__DOMANDE__:
1. Le seguenti affermazioni concordano con l'estratto? Rispondi sì o no a ciascuna e cita testualmente le parole che lo decidono. (a) Alle crisi epilettiche segue uno svenimento. (b) La locuzione si usa anche per esprimere una gioia. (c) Per gli antichi l'epilettico era ritenuto posseduto da un demone.
2. Nella prima riga dell'estratto, quali termini italiani compaiono dopo il segno di uguale come significato di «Méle San Dunéte»? Elencali tutti.

*** ESTRATTO DELLA PAGINA ***

Méle San Dunéte loc.id. = Epilessia, mal caduco, morbo comiziale, convulsioni.

Alla lettera significa: ‘Male di San Donato’: Santo, che ahimé, evidentemente ne era affetto, o che veniva invocato in soccorso per i soggetti colpiti da attacchi epilettici.

Le crisi epilettiche si manifestano con violente convulsioni che scuotono profondamente il malato con successivo svenimento.

Si dice anche, per enfatizzare uno spavento: M’ha fatte venì ‘u méle San Dunéte = Mi hai fatto venire un colpo!

L’amico medico dr. Matteo Rinaldi, cui va il mio sentito ringraziamento,  mi ha fornito queste notizie:

«Per gli antichi era il “morbo sacro” perché credevano che l’epilettico, in preda all’attacco classico, fosse da considerare invasato da qualche demone. Come spesso accadeva una volta, la non conoscenza di una malattia trovava la giustificazione nel sacro e nella magia.»

*** DATI REGISTRATI ***

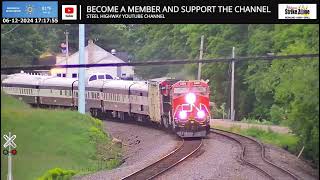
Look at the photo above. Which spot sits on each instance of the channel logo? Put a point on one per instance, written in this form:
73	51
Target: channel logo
297	11
69	12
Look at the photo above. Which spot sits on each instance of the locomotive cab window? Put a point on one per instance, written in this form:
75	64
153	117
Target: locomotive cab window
92	78
100	76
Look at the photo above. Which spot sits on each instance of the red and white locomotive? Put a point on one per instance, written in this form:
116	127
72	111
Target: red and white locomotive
182	106
190	106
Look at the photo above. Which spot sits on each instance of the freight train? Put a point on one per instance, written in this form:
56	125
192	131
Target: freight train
182	106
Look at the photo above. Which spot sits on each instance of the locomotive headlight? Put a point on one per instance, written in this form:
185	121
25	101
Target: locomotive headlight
201	114
190	98
183	115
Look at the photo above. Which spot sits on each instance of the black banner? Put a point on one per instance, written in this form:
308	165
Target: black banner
173	11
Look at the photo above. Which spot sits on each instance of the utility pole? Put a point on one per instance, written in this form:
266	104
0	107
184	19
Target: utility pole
232	85
81	80
200	57
67	44
9	162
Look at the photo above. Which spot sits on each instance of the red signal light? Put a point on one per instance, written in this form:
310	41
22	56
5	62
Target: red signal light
13	152
68	10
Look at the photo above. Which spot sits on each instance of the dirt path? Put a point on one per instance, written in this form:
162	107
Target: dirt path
228	123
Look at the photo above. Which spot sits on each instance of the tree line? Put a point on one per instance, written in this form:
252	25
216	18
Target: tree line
281	92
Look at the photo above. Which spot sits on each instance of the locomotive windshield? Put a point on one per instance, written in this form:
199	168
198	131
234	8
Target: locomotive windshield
199	89
184	90
181	90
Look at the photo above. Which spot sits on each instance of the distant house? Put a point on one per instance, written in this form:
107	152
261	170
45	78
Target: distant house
93	55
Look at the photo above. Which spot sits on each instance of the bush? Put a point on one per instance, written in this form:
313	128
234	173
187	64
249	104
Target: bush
96	135
57	174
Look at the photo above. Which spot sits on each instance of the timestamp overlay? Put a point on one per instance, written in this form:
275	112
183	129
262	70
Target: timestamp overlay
29	12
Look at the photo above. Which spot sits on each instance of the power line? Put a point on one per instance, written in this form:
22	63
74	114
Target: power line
166	62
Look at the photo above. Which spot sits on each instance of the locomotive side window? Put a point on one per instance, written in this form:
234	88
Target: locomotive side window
92	78
180	90
100	76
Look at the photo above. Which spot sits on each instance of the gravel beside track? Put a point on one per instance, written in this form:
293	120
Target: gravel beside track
218	159
289	161
254	156
189	147
142	147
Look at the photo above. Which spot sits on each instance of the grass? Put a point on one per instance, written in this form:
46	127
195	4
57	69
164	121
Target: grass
48	139
285	141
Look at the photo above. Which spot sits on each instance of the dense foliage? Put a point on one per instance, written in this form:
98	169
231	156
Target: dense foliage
282	92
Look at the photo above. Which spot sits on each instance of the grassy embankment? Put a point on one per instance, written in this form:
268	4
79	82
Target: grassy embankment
286	141
48	139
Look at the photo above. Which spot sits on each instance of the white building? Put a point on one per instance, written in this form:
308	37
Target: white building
93	55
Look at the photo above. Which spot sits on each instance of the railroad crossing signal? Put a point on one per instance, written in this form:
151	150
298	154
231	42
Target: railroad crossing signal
9	141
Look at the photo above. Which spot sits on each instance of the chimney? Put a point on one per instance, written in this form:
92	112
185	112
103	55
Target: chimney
90	51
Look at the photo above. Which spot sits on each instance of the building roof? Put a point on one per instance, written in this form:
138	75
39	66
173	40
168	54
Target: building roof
93	55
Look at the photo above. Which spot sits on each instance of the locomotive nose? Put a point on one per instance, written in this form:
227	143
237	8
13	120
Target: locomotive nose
190	98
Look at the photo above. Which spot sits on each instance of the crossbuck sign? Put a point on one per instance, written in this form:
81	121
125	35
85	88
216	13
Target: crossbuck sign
9	141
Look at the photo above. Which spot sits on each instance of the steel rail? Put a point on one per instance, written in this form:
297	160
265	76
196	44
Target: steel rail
262	154
163	62
169	166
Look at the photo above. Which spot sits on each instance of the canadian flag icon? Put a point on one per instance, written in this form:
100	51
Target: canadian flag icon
69	10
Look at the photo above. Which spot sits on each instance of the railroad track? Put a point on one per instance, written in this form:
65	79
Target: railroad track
186	149
253	154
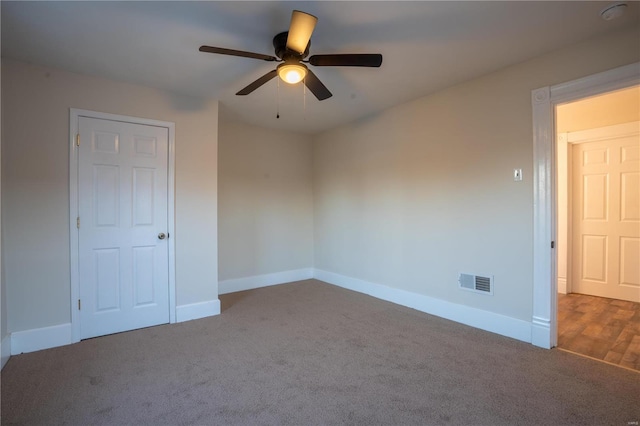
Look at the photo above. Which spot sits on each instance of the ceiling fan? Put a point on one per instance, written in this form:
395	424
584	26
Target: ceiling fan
291	48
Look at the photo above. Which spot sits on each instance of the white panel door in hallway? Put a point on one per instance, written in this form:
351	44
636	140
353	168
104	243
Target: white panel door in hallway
122	236
606	218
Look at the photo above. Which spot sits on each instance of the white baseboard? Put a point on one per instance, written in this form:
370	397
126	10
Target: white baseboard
562	285
197	310
257	281
541	333
5	349
40	338
484	320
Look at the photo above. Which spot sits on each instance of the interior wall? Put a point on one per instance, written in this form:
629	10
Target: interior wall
414	195
265	208
35	185
609	109
618	107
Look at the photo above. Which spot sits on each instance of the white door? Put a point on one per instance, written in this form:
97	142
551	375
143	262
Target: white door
123	250
606	218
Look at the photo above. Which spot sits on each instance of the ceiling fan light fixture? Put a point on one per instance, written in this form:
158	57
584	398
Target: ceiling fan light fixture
292	73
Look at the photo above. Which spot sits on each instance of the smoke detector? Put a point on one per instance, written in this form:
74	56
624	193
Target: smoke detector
613	11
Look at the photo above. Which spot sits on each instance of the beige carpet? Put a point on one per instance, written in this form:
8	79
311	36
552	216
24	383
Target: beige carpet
309	353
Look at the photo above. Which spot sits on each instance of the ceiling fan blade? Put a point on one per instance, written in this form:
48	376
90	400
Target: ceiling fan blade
300	30
241	53
317	88
259	82
347	60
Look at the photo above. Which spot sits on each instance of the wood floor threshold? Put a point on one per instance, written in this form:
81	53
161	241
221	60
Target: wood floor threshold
597	359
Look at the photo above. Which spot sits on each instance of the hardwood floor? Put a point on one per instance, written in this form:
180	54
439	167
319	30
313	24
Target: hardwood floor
606	329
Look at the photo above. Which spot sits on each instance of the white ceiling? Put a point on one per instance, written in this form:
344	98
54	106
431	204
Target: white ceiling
426	46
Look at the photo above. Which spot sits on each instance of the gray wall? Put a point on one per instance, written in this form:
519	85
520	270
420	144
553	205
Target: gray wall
265	201
35	185
412	196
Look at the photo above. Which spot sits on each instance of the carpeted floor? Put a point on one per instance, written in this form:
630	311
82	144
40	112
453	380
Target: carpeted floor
309	353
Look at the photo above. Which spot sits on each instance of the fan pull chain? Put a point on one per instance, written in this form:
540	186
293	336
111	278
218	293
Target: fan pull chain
278	100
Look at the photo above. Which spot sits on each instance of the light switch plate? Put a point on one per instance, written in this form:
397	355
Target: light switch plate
517	175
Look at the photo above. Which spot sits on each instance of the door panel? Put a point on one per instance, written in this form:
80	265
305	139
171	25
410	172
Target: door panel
606	218
123	266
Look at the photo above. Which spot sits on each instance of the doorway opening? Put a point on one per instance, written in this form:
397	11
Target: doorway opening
544	100
598	226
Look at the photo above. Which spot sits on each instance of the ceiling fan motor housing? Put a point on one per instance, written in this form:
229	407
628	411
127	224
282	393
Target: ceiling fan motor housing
280	44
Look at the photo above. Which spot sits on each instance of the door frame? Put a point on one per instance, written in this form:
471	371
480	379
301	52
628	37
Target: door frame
74	116
544	100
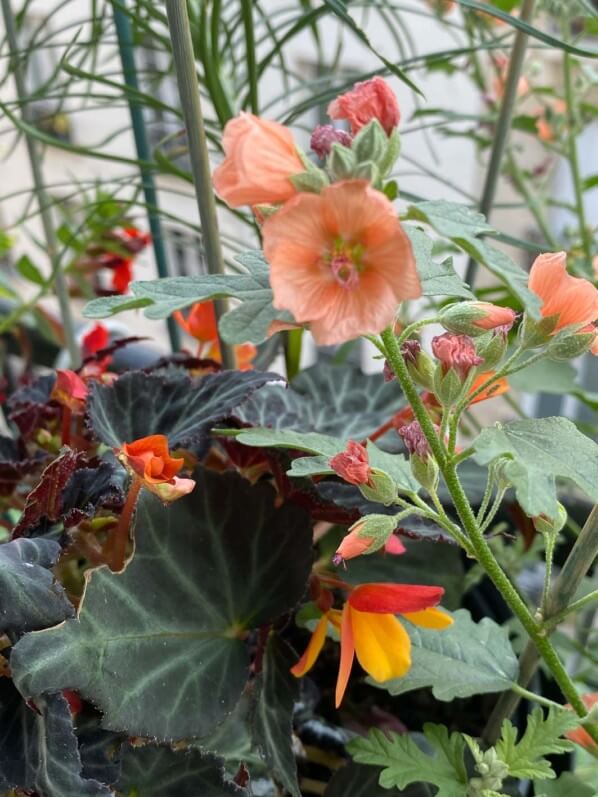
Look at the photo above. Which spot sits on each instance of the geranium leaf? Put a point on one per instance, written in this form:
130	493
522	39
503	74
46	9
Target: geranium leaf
30	597
38	747
249	322
404	762
335	400
158	648
359	780
542	737
160	771
170	403
539	451
464	659
437	279
277	691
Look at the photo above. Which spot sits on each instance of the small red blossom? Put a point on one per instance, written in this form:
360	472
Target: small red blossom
352	465
370	99
70	391
457	352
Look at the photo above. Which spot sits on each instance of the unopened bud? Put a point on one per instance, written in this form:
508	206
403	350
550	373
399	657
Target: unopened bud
380	487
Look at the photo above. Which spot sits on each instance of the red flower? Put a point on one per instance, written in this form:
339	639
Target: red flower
352	465
148	459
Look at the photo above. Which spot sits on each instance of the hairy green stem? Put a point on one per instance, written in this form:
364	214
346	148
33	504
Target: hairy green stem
576	566
182	47
476	538
503	126
35	162
572	112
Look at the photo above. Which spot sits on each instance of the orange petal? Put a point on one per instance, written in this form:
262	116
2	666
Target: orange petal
347	654
430	618
382	645
315	645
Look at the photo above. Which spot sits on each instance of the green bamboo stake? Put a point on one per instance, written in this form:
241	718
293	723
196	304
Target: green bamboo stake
35	162
503	125
182	49
124	35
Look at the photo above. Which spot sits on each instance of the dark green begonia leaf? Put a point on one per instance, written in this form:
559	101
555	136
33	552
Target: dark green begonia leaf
277	690
538	451
170	403
30	596
38	747
464	659
160	771
159	647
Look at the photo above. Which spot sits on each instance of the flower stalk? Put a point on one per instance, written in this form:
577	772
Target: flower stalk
182	47
475	536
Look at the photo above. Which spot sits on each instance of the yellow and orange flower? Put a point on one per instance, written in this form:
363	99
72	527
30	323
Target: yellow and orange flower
369	630
148	459
573	300
340	261
261	157
201	324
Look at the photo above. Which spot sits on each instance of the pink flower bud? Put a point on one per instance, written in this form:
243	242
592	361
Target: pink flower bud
352	545
495	317
415	440
370	99
324	136
457	352
352	465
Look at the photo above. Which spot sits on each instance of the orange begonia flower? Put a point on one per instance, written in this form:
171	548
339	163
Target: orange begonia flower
369	630
580	736
573	300
70	390
340	261
261	156
148	459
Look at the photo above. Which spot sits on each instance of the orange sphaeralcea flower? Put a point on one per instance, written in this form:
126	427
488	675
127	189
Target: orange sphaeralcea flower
261	157
148	459
573	300
340	261
369	630
201	324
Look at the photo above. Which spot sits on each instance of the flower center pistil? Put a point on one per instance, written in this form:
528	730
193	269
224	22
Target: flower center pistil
345	263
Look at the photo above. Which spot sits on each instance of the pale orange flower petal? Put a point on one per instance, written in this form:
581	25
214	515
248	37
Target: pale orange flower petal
382	645
347	654
314	647
430	618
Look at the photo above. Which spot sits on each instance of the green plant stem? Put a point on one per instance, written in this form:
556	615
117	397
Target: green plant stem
557	619
579	561
476	539
124	35
35	162
572	113
250	60
503	126
182	48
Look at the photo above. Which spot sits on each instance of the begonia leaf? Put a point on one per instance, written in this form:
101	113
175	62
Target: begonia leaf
464	659
159	647
330	399
538	451
30	596
38	747
160	771
170	403
277	690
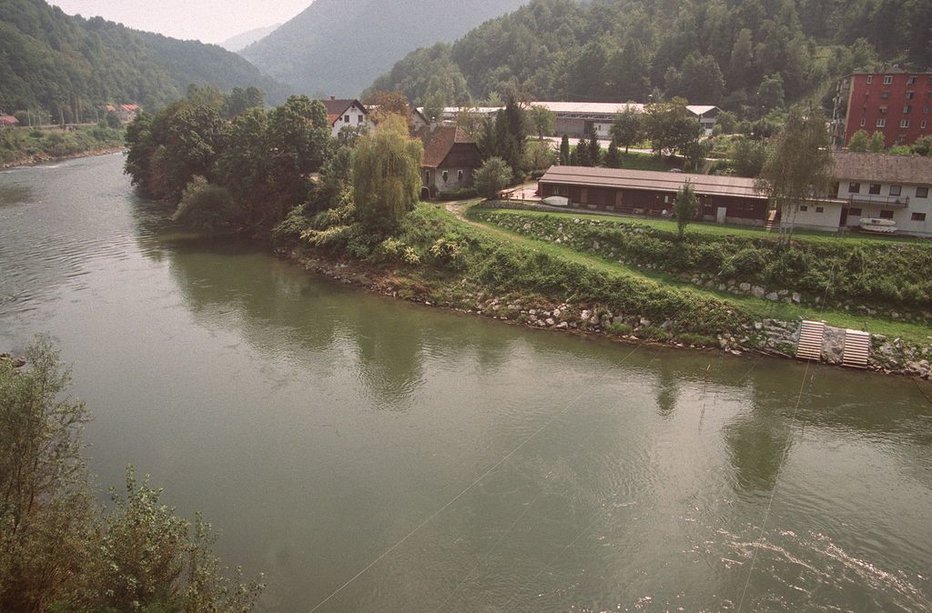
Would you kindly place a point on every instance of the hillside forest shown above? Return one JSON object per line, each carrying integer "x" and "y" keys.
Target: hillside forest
{"x": 746, "y": 56}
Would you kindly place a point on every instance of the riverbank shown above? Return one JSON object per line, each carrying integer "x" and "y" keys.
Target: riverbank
{"x": 19, "y": 147}
{"x": 769, "y": 337}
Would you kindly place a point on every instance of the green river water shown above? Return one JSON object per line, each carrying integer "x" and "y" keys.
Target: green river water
{"x": 373, "y": 455}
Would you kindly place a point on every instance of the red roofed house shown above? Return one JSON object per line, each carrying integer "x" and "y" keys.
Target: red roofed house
{"x": 343, "y": 113}
{"x": 450, "y": 158}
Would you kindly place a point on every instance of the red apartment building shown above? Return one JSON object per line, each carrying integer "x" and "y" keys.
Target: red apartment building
{"x": 895, "y": 103}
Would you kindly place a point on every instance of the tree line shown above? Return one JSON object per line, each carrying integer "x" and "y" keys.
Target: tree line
{"x": 748, "y": 56}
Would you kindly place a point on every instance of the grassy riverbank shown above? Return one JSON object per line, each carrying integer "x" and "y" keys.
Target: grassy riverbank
{"x": 24, "y": 146}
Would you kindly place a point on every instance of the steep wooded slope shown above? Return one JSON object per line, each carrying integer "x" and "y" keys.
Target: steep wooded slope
{"x": 337, "y": 47}
{"x": 68, "y": 65}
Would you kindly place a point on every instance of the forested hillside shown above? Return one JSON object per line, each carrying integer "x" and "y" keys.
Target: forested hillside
{"x": 66, "y": 66}
{"x": 744, "y": 55}
{"x": 337, "y": 47}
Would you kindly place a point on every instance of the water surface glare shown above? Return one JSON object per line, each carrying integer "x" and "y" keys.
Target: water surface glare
{"x": 372, "y": 455}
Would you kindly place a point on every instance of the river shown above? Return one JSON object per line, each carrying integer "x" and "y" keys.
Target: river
{"x": 372, "y": 455}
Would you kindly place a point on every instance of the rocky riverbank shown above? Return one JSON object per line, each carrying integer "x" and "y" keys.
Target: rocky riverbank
{"x": 768, "y": 337}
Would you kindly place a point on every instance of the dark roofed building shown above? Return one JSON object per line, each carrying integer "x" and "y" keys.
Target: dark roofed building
{"x": 642, "y": 192}
{"x": 451, "y": 157}
{"x": 345, "y": 112}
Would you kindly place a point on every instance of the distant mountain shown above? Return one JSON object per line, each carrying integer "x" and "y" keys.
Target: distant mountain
{"x": 69, "y": 65}
{"x": 244, "y": 39}
{"x": 337, "y": 47}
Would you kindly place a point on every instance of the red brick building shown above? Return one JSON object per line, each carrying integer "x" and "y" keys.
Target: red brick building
{"x": 895, "y": 103}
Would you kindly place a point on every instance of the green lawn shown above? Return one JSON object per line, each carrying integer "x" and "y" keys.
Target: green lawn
{"x": 759, "y": 307}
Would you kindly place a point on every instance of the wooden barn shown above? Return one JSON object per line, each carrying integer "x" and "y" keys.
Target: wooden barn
{"x": 641, "y": 192}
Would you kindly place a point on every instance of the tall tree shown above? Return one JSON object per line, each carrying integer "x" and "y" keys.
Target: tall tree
{"x": 799, "y": 165}
{"x": 628, "y": 128}
{"x": 386, "y": 175}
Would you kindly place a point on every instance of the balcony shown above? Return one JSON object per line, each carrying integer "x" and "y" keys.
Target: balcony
{"x": 878, "y": 200}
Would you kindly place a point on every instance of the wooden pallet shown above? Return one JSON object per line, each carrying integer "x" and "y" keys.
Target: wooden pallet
{"x": 857, "y": 348}
{"x": 810, "y": 341}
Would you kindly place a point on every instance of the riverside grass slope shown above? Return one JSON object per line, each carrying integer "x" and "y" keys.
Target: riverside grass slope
{"x": 918, "y": 332}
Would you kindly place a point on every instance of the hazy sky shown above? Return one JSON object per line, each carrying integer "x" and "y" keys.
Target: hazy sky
{"x": 210, "y": 21}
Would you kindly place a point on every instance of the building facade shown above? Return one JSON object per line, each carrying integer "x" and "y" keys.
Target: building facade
{"x": 896, "y": 104}
{"x": 722, "y": 199}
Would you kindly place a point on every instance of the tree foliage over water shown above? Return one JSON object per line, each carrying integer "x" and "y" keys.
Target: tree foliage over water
{"x": 58, "y": 552}
{"x": 742, "y": 55}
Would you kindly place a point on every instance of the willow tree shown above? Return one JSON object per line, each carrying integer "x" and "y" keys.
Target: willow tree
{"x": 799, "y": 165}
{"x": 386, "y": 175}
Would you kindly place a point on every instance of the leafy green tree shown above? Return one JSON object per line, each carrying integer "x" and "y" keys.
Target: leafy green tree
{"x": 613, "y": 156}
{"x": 493, "y": 176}
{"x": 628, "y": 128}
{"x": 799, "y": 165}
{"x": 386, "y": 175}
{"x": 543, "y": 120}
{"x": 565, "y": 150}
{"x": 859, "y": 142}
{"x": 45, "y": 510}
{"x": 685, "y": 208}
{"x": 670, "y": 126}
{"x": 208, "y": 208}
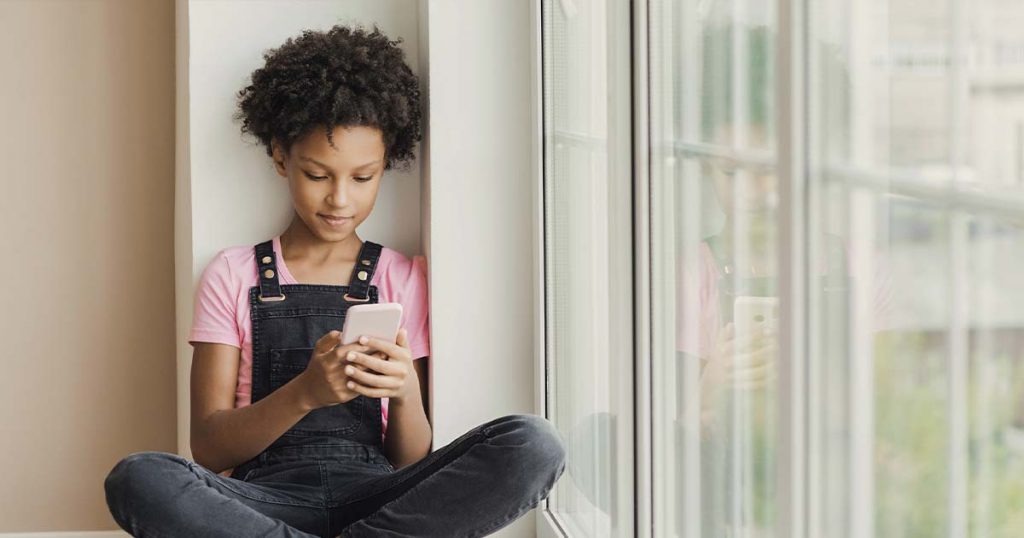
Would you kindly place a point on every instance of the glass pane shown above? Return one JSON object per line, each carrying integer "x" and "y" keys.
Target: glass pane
{"x": 588, "y": 245}
{"x": 715, "y": 267}
{"x": 915, "y": 366}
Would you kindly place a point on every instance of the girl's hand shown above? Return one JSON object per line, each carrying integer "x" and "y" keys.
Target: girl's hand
{"x": 325, "y": 380}
{"x": 388, "y": 373}
{"x": 738, "y": 364}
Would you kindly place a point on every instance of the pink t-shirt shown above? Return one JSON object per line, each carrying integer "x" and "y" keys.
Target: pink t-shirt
{"x": 221, "y": 306}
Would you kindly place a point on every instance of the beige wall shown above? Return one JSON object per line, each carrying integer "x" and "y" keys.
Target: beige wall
{"x": 87, "y": 318}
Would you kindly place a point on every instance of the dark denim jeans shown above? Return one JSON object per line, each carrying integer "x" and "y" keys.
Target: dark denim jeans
{"x": 477, "y": 484}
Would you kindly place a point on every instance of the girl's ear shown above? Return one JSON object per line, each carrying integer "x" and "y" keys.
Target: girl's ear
{"x": 279, "y": 158}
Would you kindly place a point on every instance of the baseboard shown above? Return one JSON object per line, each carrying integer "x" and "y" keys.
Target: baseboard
{"x": 69, "y": 534}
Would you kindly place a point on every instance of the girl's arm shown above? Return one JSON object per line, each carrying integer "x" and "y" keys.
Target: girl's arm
{"x": 223, "y": 437}
{"x": 409, "y": 433}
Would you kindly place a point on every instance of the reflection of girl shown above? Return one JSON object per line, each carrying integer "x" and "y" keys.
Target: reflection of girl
{"x": 736, "y": 471}
{"x": 276, "y": 399}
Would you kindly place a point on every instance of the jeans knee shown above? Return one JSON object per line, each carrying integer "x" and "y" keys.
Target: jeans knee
{"x": 540, "y": 449}
{"x": 132, "y": 478}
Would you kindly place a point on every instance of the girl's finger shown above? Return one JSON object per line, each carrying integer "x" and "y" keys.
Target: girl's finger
{"x": 391, "y": 349}
{"x": 372, "y": 379}
{"x": 374, "y": 363}
{"x": 370, "y": 391}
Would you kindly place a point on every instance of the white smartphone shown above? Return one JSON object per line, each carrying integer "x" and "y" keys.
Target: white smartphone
{"x": 749, "y": 314}
{"x": 377, "y": 321}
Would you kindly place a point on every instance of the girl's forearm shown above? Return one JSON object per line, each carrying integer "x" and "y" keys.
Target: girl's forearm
{"x": 409, "y": 435}
{"x": 230, "y": 437}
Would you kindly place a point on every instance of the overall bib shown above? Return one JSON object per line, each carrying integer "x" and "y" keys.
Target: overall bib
{"x": 287, "y": 321}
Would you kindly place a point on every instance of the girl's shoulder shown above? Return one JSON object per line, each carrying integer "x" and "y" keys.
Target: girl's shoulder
{"x": 394, "y": 265}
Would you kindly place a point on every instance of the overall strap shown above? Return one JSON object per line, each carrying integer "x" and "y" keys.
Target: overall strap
{"x": 366, "y": 263}
{"x": 269, "y": 286}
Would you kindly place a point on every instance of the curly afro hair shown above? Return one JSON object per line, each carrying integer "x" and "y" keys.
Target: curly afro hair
{"x": 342, "y": 77}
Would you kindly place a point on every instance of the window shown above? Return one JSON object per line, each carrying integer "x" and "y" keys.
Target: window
{"x": 812, "y": 216}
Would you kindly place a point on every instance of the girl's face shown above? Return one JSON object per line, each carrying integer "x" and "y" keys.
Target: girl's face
{"x": 340, "y": 181}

***

__RISULTATI DELL'ESERCIZIO__:
1.
(a) Sì: "con successivo svenimento".
(b) No: "per enfatizzare uno spavento".
(c) Sì: "fosse da considerare invasato da qualche demone".

2. Epilessia, mal caduco, morbo comiziale, convulsioni.